**PASSAGE TO READ:**

______

Midterm politics hung heavy in the air when the Senate last year fell five votes short of blocking a Republican-led filibuster against the bill to expand background checks for gun purchases. Two of the Democrats who voted against the Manchin-Toomey bill were up for reelection in 2014 in red states: Mark Pryor of Arkansas and Mark Begich of Alaska. Their decision to break with their party—over the pleas of parents of children killed at Sandy Hook Elementary a few months earlier—was put in yet starker relief by the fact that two other Democratic senators who were up for reelection in 2014 in challenging terrain had voted for Manchin-Toomey: Mary Landrieu of Louisiana and Kay Hagan of North Carolina.
After the vote, many commentators—including some liberal ones—argued that Begich and Pryor had done the politically prudent thing, even if it meant contributing to a big setback for a key issue in the Democratic agenda. Landrieu and Hagan, the thinking went, had put themselves at risk for a losing cause, while Pryor and Begich would at least have gun-rights proponents on their side in their battles to help the Democrats hold their Senate majority. Underlying this judgment was the widespread perception that for senators from red and purple states, the National Rifle Association is not to be messed with.

______

**MATERIAL SHOWN:**
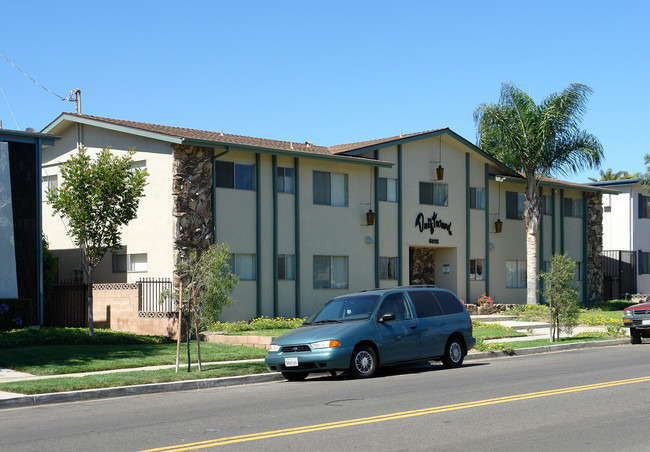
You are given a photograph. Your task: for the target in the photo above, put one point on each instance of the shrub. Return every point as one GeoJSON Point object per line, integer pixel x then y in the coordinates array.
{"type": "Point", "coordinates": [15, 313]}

______

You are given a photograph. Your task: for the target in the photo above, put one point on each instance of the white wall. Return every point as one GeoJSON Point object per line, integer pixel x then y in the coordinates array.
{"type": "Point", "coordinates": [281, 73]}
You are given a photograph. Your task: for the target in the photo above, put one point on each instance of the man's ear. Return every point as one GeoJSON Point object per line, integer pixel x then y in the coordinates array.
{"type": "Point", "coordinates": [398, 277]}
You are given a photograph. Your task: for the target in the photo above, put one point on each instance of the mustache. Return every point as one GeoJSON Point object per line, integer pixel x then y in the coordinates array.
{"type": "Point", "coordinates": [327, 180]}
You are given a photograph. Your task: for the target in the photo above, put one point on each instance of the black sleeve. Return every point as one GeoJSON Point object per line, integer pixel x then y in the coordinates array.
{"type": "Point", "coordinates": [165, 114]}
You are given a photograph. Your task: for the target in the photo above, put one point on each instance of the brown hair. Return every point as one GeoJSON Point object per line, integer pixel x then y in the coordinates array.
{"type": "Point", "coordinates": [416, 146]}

______

**INSTRUCTION A:** In the passage about the Senate vote on background checks, why did many commentators see the votes by Pryor and Begich against the bill as politically prudent?
**INSTRUCTION B:** According to the passage about the Senate vote on background checks, which two Democratic senators facing 2014 reelection in tough states voted for Manchin-Toomey?

**COMPLETE ANSWER A:** They thought Pryor and Begich would at least have gun-rights supporters on their side in their reelection races, while Landrieu and Hagan had put themselves at risk for a losing cause. Behind that view was the common belief that senators from red and purple states should not cross the National Rifle Association.

**COMPLETE ANSWER B:** Mary Landrieu of Louisiana and Kay Hagan of North Carolina.